To be or not to be: How Shakespeare Dallas is bringing Hamlet to life for a modern audience

An in-depth look at how Shakespeare Dallas has brought Hamlet to the stage this season

This post originally appeared in the North Texas e-News

Dallas, Texas — Many people’s first exposure to William Shakespeare comes in the uncomfortable confines of a high school classroom. It’s an unfortunate reality that’s created bad memories for many regarding some of the world’s most famous plays, something which Shakespeare Dallas is well aware of and working hard to change.

“Our education department over here, we call it the ‘Shakespeare Scaries’ and that’s because most people’s first interaction with Shakespeare is just very dreadful” Shakespeare Dallas Marketing Manager Sterling Arroyo said. “It’s gray walls in a small classroom with your head down, reading out loud, not really understanding what you’re saying, and so that’s why we try to get out in the community as much as possible so that we become the next point of contact when people are introduced to Shakespeare again.”

Credit – Jordan Fraker

Shakespeare Dallas, one of North Texas’ most storied practitioners of Shakespeare’s plays, offers a variety of education classes ranging from childhood summer camps to adult education opportunities to reach out to the local community. Nonetheless, it’s a tall task to erase those uncomfortable memories while still providing an authentic Shakespearean experience on stage that’s open and accessible for modern audiences, yet that’s just what the company, led by Executive and Artistic Director Raphael Parry, aims to do during each production.

Now in its 50th season, Shakespeare Dallas is currently in the midst of a unique production of the classic tragedy Hamlet, the final play of this year’s Shakespeare in the Park series at the Samuell-Grand Amphitheatre before the company moves indoors for the winter.

Parry, a Shakespearean actor in his own right who’s been in his current role with Shakespeare Dallas since 2008, explained that the company’s production differs from traditional performances in several ways that will interest current-day audiences, starting with its all-women cast. That creative choice came thanks to Hamlet’s Director, Christie Vela, who approached Parry early on with the idea.

Credit – Jordan Fraker

“It was a pretty fast decision,” Parry said of approving the all-female cast. “I’ve worked with Christie for decades, so she and I have built kind of an innate trust with each other. So, in this situation, I believe in her artistic vision and knew she would deliver a brilliant production.”

** Challenge 1 **
Report how many lines in the entries below contain the string "framed", treating uppercase and lowercase as different. Give only the number.

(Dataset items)
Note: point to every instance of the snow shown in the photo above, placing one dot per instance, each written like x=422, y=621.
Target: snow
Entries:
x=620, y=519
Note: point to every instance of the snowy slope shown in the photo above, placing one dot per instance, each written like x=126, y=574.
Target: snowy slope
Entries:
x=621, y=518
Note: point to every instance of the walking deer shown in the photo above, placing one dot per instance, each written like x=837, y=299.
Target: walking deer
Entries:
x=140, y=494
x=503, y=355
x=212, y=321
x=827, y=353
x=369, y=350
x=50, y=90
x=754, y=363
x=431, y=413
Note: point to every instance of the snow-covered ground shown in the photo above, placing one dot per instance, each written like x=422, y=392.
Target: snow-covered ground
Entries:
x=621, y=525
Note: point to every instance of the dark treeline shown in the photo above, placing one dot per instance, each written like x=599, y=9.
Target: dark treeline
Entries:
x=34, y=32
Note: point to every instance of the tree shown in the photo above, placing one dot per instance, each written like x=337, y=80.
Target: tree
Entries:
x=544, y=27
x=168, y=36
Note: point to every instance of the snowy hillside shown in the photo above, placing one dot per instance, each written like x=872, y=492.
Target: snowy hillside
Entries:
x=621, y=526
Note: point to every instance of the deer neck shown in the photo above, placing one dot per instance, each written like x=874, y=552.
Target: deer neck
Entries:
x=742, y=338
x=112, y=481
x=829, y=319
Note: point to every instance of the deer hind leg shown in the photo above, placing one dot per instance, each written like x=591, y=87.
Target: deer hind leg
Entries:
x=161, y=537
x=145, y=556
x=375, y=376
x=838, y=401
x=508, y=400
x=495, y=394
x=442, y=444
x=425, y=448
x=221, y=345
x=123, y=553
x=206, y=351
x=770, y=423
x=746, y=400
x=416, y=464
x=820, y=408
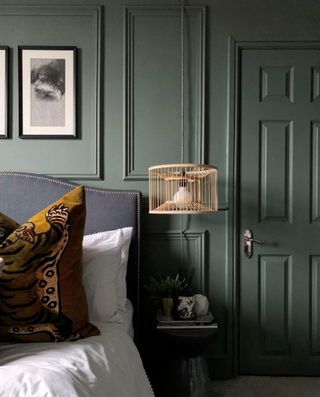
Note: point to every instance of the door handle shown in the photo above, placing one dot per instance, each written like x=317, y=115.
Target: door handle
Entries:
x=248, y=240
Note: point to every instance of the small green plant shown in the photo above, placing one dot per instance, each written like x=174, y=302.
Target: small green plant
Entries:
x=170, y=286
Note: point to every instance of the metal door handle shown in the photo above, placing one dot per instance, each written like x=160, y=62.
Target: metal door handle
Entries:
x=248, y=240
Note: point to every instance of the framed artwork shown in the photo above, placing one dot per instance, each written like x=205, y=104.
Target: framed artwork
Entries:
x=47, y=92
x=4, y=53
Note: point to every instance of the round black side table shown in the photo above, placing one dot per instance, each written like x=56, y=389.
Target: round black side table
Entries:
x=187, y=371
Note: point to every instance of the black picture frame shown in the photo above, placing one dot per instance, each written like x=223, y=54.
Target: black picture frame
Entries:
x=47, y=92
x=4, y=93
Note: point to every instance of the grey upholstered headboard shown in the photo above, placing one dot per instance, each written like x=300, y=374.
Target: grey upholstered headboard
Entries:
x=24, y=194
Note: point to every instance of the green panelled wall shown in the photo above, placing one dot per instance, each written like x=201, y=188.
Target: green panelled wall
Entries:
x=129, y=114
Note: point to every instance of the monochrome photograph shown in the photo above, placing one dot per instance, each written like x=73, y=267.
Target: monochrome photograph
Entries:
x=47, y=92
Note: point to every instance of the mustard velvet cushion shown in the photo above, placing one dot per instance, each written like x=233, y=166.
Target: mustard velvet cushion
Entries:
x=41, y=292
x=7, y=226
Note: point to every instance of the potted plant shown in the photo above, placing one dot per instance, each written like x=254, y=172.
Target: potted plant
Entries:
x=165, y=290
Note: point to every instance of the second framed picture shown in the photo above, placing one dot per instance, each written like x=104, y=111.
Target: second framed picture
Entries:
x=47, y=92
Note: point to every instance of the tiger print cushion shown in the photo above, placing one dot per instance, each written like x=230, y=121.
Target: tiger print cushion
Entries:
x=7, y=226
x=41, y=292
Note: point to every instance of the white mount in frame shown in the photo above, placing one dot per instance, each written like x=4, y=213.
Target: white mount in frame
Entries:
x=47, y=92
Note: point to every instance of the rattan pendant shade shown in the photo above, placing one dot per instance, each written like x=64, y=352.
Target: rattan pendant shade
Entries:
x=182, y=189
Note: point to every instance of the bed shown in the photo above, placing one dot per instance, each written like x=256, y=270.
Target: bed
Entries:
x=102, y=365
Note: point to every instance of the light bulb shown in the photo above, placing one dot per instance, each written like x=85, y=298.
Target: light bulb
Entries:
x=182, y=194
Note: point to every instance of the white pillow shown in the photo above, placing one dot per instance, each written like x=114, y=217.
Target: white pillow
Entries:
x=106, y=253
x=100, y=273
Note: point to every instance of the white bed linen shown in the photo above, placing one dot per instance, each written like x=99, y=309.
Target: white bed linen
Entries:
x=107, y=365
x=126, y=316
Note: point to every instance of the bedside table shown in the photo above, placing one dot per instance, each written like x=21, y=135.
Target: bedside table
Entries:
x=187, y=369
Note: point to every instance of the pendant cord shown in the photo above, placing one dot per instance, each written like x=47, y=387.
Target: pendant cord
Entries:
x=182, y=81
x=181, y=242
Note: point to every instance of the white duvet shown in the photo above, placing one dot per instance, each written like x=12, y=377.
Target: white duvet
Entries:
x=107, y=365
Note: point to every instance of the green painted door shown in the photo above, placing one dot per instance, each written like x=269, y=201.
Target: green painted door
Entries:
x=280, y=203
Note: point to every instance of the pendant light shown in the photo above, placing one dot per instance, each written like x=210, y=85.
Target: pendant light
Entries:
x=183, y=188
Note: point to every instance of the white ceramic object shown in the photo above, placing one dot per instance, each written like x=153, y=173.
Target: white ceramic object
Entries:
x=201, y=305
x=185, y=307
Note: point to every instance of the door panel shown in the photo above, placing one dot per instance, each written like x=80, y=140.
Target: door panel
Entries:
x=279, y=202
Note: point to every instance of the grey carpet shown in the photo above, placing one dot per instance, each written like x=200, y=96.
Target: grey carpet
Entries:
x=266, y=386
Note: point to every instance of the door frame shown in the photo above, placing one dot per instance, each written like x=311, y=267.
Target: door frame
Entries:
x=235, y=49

** Challenge 2 **
Reproduce the passage of the article on Shakespeare Dallas starting with "Now in its 50th" and going on through "with the idea.".

** Full answer 1 **
4

** Full answer 2 **
Now in its 50th season, Shakespeare Dallas is currently in the midst of a unique production of the classic tragedy Hamlet, the final play of this year’s Shakespeare in the Park series at the Samuell-Grand Amphitheatre before the company moves indoors for the winter.

Parry, a Shakespearean actor in his own right who’s been in his current role with Shakespeare Dallas since 2008, explained that the company’s production differs from traditional performances in several ways that will interest current-day audiences, starting with its all-women cast. That creative choice came thanks to Hamlet’s Director, Christie Vela, who approached Parry early on with the idea.